▶ **Task statement**
Quote the data below in full, minus the images.

▶ **Input data**
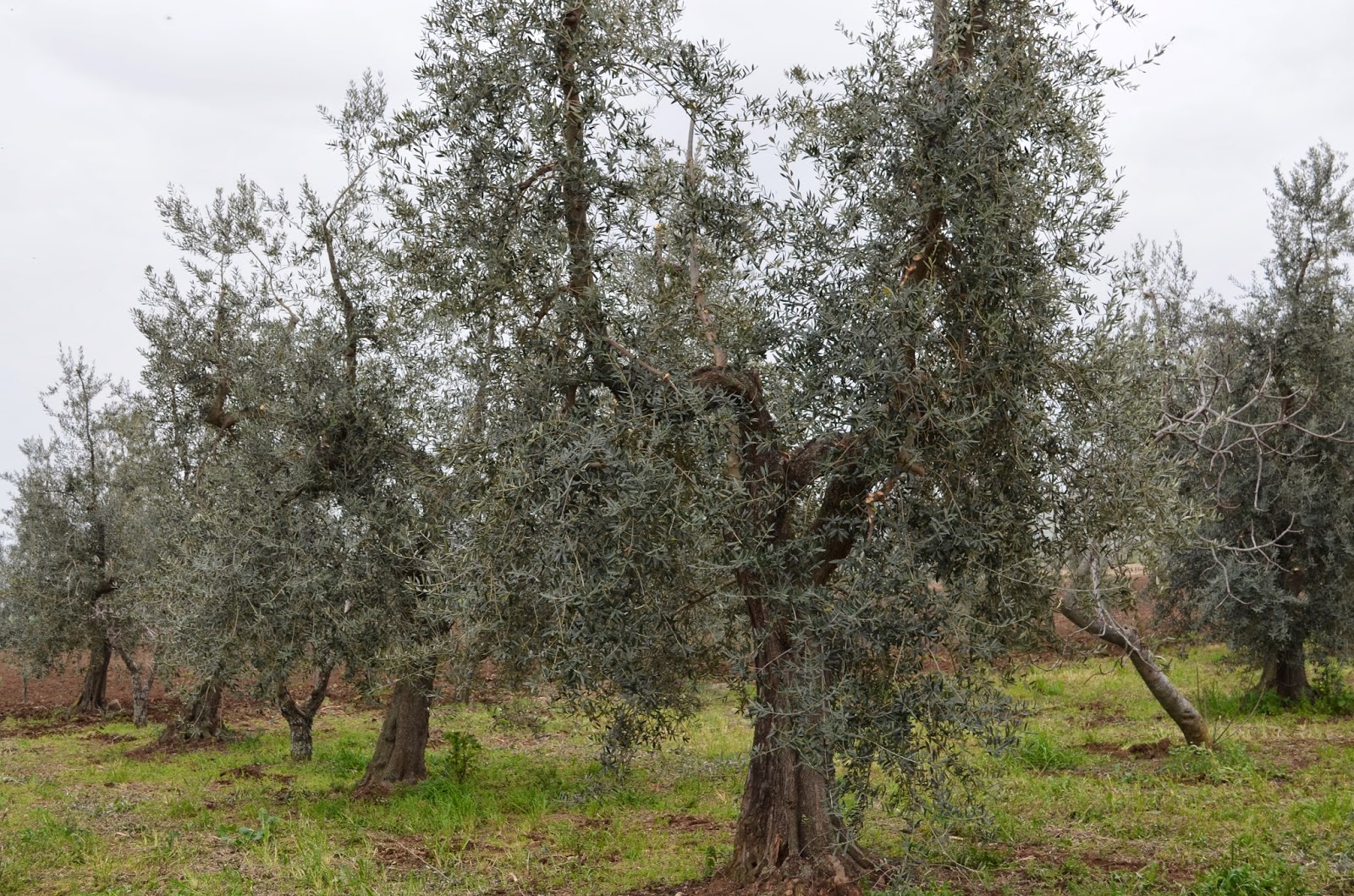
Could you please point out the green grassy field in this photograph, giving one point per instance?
(1089, 803)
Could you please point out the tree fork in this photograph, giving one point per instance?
(301, 717)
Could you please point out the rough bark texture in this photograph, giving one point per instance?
(1177, 706)
(95, 688)
(301, 717)
(142, 677)
(201, 719)
(399, 757)
(1285, 674)
(787, 830)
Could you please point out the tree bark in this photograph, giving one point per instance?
(1178, 706)
(1285, 674)
(201, 719)
(142, 677)
(301, 717)
(787, 825)
(94, 692)
(399, 757)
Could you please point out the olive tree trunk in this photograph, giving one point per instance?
(789, 825)
(1285, 674)
(201, 719)
(1105, 627)
(142, 677)
(301, 717)
(399, 757)
(94, 692)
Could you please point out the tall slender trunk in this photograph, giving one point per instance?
(142, 679)
(1177, 706)
(1285, 673)
(399, 757)
(94, 692)
(301, 717)
(201, 719)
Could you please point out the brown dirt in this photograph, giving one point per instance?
(404, 853)
(1153, 750)
(63, 688)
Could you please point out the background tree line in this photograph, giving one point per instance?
(545, 388)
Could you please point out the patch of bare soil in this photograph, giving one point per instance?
(681, 822)
(403, 853)
(1151, 750)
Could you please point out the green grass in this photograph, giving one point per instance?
(1089, 801)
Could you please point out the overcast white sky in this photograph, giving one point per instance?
(107, 102)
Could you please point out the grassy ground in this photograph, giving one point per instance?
(1090, 803)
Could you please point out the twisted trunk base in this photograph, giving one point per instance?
(1285, 674)
(789, 833)
(142, 677)
(301, 717)
(94, 692)
(399, 757)
(201, 719)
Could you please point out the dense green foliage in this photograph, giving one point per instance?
(608, 379)
(1273, 463)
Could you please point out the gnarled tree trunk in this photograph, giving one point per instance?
(399, 757)
(301, 717)
(1177, 706)
(1285, 674)
(787, 825)
(201, 719)
(142, 677)
(94, 692)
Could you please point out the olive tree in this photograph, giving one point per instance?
(1268, 417)
(65, 521)
(802, 433)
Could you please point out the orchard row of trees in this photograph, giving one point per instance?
(543, 388)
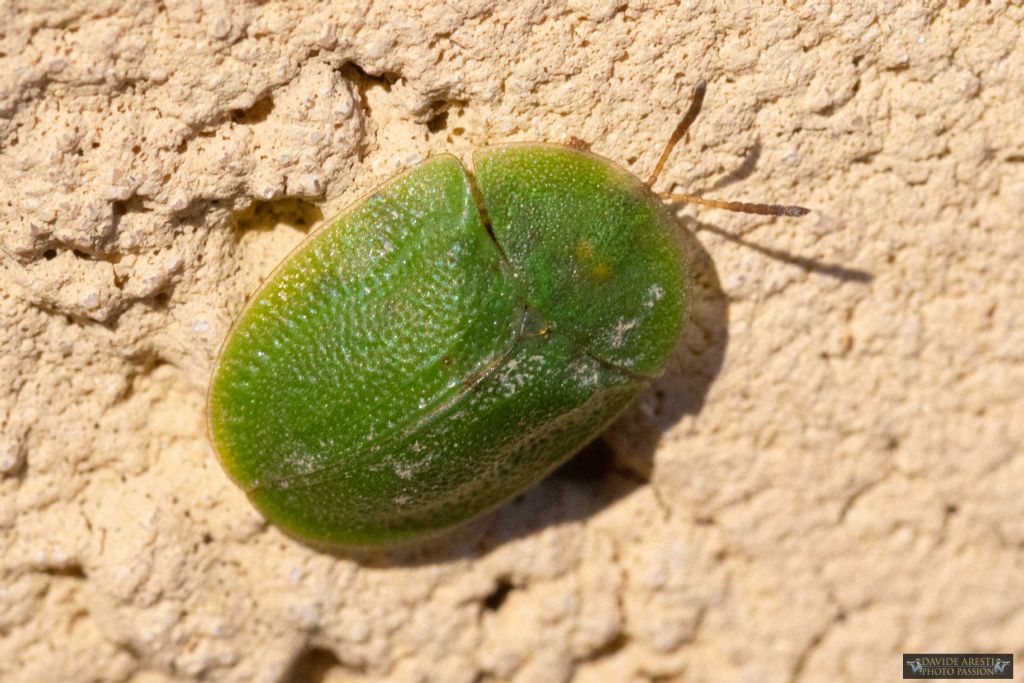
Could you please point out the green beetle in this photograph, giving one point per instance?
(445, 342)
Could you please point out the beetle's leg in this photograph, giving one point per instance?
(578, 143)
(681, 129)
(741, 207)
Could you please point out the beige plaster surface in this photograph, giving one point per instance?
(829, 473)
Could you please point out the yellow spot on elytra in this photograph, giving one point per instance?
(594, 265)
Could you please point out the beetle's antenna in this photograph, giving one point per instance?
(741, 207)
(691, 113)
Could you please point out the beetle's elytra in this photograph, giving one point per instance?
(445, 342)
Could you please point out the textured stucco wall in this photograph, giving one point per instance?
(828, 474)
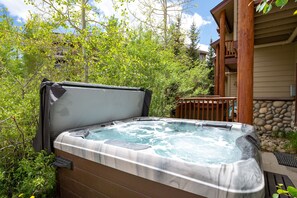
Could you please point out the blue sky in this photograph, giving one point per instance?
(200, 13)
(207, 31)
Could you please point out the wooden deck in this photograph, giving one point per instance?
(213, 108)
(272, 180)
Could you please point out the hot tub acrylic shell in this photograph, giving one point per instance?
(102, 170)
(243, 178)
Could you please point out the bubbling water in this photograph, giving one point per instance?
(177, 140)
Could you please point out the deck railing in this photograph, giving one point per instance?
(230, 50)
(207, 108)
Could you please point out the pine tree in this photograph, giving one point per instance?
(192, 51)
(210, 65)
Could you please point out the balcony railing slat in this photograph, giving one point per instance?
(207, 108)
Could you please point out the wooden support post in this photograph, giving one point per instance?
(217, 71)
(245, 61)
(222, 53)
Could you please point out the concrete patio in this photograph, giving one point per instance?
(270, 164)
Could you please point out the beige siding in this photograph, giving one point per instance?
(274, 71)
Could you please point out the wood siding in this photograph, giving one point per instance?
(90, 179)
(232, 85)
(274, 71)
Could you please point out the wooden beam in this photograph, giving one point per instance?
(286, 21)
(275, 16)
(289, 27)
(284, 32)
(222, 53)
(245, 61)
(217, 71)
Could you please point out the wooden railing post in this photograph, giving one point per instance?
(207, 108)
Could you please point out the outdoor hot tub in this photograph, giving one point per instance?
(106, 146)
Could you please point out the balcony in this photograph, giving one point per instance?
(213, 108)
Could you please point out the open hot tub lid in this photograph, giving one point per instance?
(68, 105)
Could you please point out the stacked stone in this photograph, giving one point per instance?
(274, 144)
(272, 117)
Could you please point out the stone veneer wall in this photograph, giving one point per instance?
(274, 116)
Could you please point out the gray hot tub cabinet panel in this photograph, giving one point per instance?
(243, 178)
(69, 105)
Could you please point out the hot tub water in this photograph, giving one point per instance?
(176, 140)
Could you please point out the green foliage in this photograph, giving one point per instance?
(265, 6)
(289, 192)
(113, 54)
(193, 48)
(210, 65)
(292, 136)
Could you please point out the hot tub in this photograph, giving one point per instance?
(115, 165)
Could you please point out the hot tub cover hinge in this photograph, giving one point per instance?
(62, 163)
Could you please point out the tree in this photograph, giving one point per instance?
(192, 51)
(65, 15)
(177, 38)
(266, 5)
(210, 65)
(165, 9)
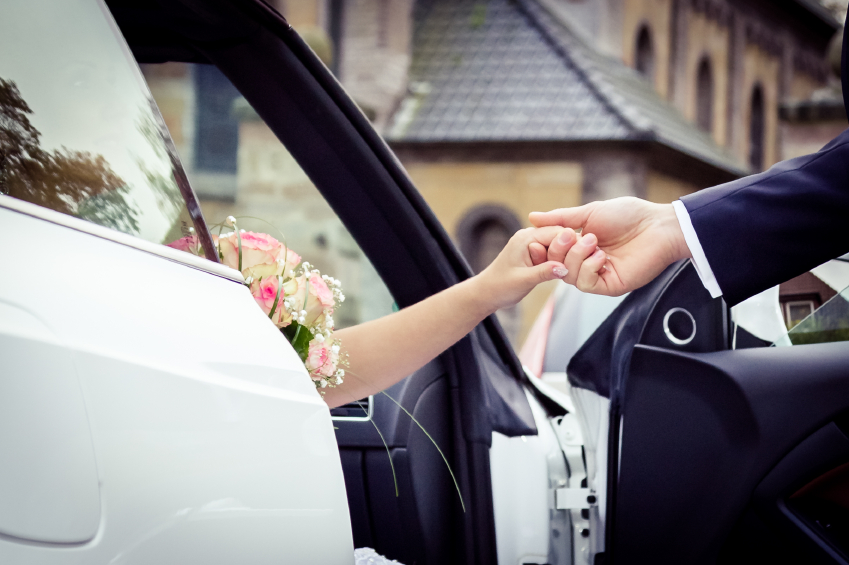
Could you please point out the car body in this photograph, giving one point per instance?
(150, 413)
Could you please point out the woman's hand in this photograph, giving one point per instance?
(627, 242)
(422, 331)
(512, 275)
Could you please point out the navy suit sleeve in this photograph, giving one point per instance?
(764, 229)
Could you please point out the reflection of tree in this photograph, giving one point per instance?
(73, 182)
(164, 186)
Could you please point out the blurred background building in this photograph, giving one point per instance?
(501, 107)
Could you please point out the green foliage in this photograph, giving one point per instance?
(299, 337)
(478, 17)
(77, 183)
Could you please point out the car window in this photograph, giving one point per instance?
(829, 322)
(238, 167)
(79, 132)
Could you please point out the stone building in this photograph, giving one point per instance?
(501, 107)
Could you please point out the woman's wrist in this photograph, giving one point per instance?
(479, 295)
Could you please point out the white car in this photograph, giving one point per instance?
(149, 412)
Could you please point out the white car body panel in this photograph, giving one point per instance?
(208, 440)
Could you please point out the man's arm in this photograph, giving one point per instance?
(755, 232)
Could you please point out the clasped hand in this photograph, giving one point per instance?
(623, 243)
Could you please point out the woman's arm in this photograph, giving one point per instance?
(384, 351)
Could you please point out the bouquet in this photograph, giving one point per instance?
(296, 297)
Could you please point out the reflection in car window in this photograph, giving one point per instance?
(79, 131)
(270, 193)
(828, 323)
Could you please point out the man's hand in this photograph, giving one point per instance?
(624, 243)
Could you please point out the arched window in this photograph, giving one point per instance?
(757, 119)
(482, 234)
(704, 95)
(644, 55)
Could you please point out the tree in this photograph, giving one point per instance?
(77, 183)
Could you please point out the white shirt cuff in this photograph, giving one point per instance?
(699, 258)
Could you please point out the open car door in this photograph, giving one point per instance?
(716, 455)
(401, 495)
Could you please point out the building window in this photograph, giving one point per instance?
(757, 119)
(482, 234)
(704, 95)
(336, 23)
(644, 58)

▶ **Task response**
Could you please point out the green grassy field in this photograph, giving one point per instance?
(1089, 803)
Could you please point out the tree fork in this photograph, giving one point per instance?
(301, 717)
Could you please point out the rough bark texture in this photograph, giving one point per instance?
(1177, 706)
(95, 688)
(301, 717)
(142, 677)
(201, 719)
(399, 757)
(1285, 674)
(787, 830)
Could you please point out the tree bark in this photograph, giving one point per instance?
(1178, 706)
(1285, 674)
(201, 719)
(142, 677)
(301, 717)
(787, 825)
(94, 692)
(399, 757)
Could you please point out the olive tree trunk in this photograph, giving one point per instance?
(789, 825)
(1285, 674)
(201, 719)
(1105, 627)
(142, 677)
(301, 717)
(399, 757)
(94, 692)
Could you please point out the tall slender trunk in this photograph, giving one point per instance?
(142, 679)
(1177, 706)
(1285, 673)
(399, 757)
(94, 692)
(301, 717)
(201, 719)
Could you please point out the brown dirt in this photograph, giving one point per instance?
(404, 853)
(1153, 750)
(63, 688)
Could you please point out the background tree line in this photograph, giving one point per instance?
(545, 388)
Could you please point out the patch of bare soil in this photograph, giving one point per instance?
(681, 822)
(403, 853)
(1151, 750)
Could you please point out the green grass in this photograph, giving one point per instance?
(1089, 801)
Could you please point out the overcast white sky in this photograph, giving one point per instance?
(107, 102)
Could you please point out the grassy ground in this photograph, giving one point per instance?
(1090, 803)
Could you please point out the twisted trunk base in this photograph, giving one point per instance?
(1285, 674)
(789, 833)
(142, 677)
(301, 717)
(94, 692)
(399, 757)
(201, 719)
Could you please point out the dense green foliage in this photograph, giving one point per instance?
(608, 379)
(1273, 463)
Could you please point out the gnarled tree trunk in this photograph, giving one point per instance?
(399, 757)
(301, 717)
(1177, 706)
(1285, 674)
(787, 825)
(201, 719)
(142, 677)
(94, 692)
Could you please point out the olive tree in this photograph, giving one point per instance?
(1268, 417)
(65, 521)
(802, 433)
Could you please point out the orchard row of trees in this photograph, giving one point per instance?
(543, 388)
Could you please point out the green beetle in this photograph, giving one point per instance?
(445, 342)
Could you please point out the beetle's leg in this photograph, giving one point per instance?
(578, 143)
(681, 129)
(741, 207)
Could you please point out the beige plaster surface in this photograph, giving one point per instance?
(829, 473)
Could you please point out the yellow spot on elytra in this photograph, giving one point per instance?
(594, 265)
Could you please point out the beetle's antenna in this photograph, giving one point per instance?
(741, 207)
(691, 113)
Could you please point out the beetle's elytra in this photograph, giving one point per instance?
(445, 342)
Could you please point out the textured stucco wall in this photograph, giving one point per instance?
(828, 474)
Could you please point out the blue sky in this photograph, giving one point per instance?
(200, 13)
(207, 31)
Could you please point out the wooden deck in this photograph, giving one point per instance?
(213, 108)
(272, 180)
Could you please point out the hot tub acrylic shell in this photograph, giving one point per instance?
(102, 170)
(243, 178)
Could you please point out the bubbling water in this photograph, giving one point per instance?
(177, 140)
Could you please point out the deck railing in this photograph, giving one point per instance?
(230, 50)
(207, 108)
Could you please point out the pine tree in this photograph, giving one point per instance?
(192, 51)
(210, 65)
Could you please point out the balcony railing slat in this photograph, giving one point per instance?
(207, 108)
Could you please point out the wooden support post in this photograph, giving one point per instance?
(217, 71)
(245, 61)
(222, 53)
Could you please point out the concrete patio in this photograph, giving one point per instance?
(270, 164)
Could you please point out the beige siding in this photograph, giving one point per instance?
(274, 71)
Could you please point out the wood siding in this photograph, giving one point per instance?
(90, 179)
(232, 85)
(274, 71)
Could you please point out the wooden beam in this photograph, giving one point per instance?
(286, 21)
(275, 16)
(289, 27)
(284, 32)
(222, 53)
(245, 61)
(217, 71)
Could you please point out the wooden railing post in this photograph, giving one point per instance?
(207, 108)
Could you please point out the outdoor hot tub in this photograph, giving one point per instance?
(106, 146)
Could you please point out the balcony in this photograph, giving one point per instance?
(213, 108)
Could you please point out the open hot tub lid in this photograph, giving one point per instance?
(68, 105)
Could you please point out the stacked stone in this photograph, giving one point per instance?
(274, 144)
(272, 117)
Could you please point out the stone veneer wall in this photograph, giving one point per instance?
(274, 116)
Could you please point out the gray hot tub cabinet panel in this photograph, giving one point per instance?
(243, 178)
(69, 105)
Could you please point out the hot tub water in this photograph, giving one point per instance?
(176, 140)
Could you please point out the green foliage in this photograph, giving one point per instance?
(265, 6)
(289, 192)
(113, 54)
(193, 48)
(210, 65)
(292, 136)
Could you please point out the hot tub in this photograph, giving one point per instance?
(115, 165)
Could you please point out the hot tub cover hinge in this photograph, giving one point per instance?
(62, 163)
Could you please point out the tree in this photograph, giving one point per instance?
(192, 51)
(65, 15)
(177, 38)
(266, 5)
(210, 65)
(165, 9)
Could you please point out the car body in this photograph, giving one point per instance?
(150, 413)
Could you please point out the woman's hand in this photograph, giving one point per instance?
(627, 242)
(422, 331)
(512, 275)
Could you please point out the navy suit sleeve in this photograph, giving one point per instance?
(764, 229)
Could you please point out the reflection of tree in this photograph, giving one point per instance?
(73, 182)
(164, 186)
Could you please point out the blurred background building in this photograph, giving one point per instance?
(501, 107)
Could you please point out the green foliage in this photograph, giving one point per instance?
(299, 337)
(478, 17)
(77, 183)
Could you please point out the car window in this photograph, giving one point per instance?
(829, 322)
(238, 167)
(79, 132)
Could you please point out the stone building in this photograph, giving one point per instance?
(501, 107)
Could you please point out the woman's wrist in this photograph, giving one point per instance?
(479, 295)
Could you please point out the white car in this photograph, giving one point per instance?
(149, 412)
Could you please point out the white car body panel in this photograph, giving one point per instance?
(208, 440)
Could you please point out the man's arm in this photograph, giving one point per instance?
(755, 232)
Could you please point out the clasped hand in this photograph, giving one point per instance?
(623, 243)
Could you please point out the woman's arm in this photograph, giving one point per instance?
(384, 351)
Could you please point out the bouquet in this photograph, giving one point per instance?
(296, 297)
Could you please point out the reflection in car window in this photograph, giving one point per instance?
(79, 131)
(270, 193)
(828, 323)
Could you please point out the man's hand in this photograph, giving one point per instance?
(624, 243)
Could you please point out the arched window in this photograph, giving one point per instance?
(757, 119)
(482, 234)
(704, 95)
(644, 55)
Could you please point out the tree in this photograph, giving one point per instance?
(77, 183)
Could you please point out the white shirt cuff in this photograph, giving one point per instance?
(699, 258)
Could you please point out the open car door in this photograph, giving one point per instance?
(716, 455)
(401, 495)
Could you please point out the building window in this photograph, giving one point per instance?
(757, 119)
(482, 234)
(704, 95)
(336, 23)
(644, 58)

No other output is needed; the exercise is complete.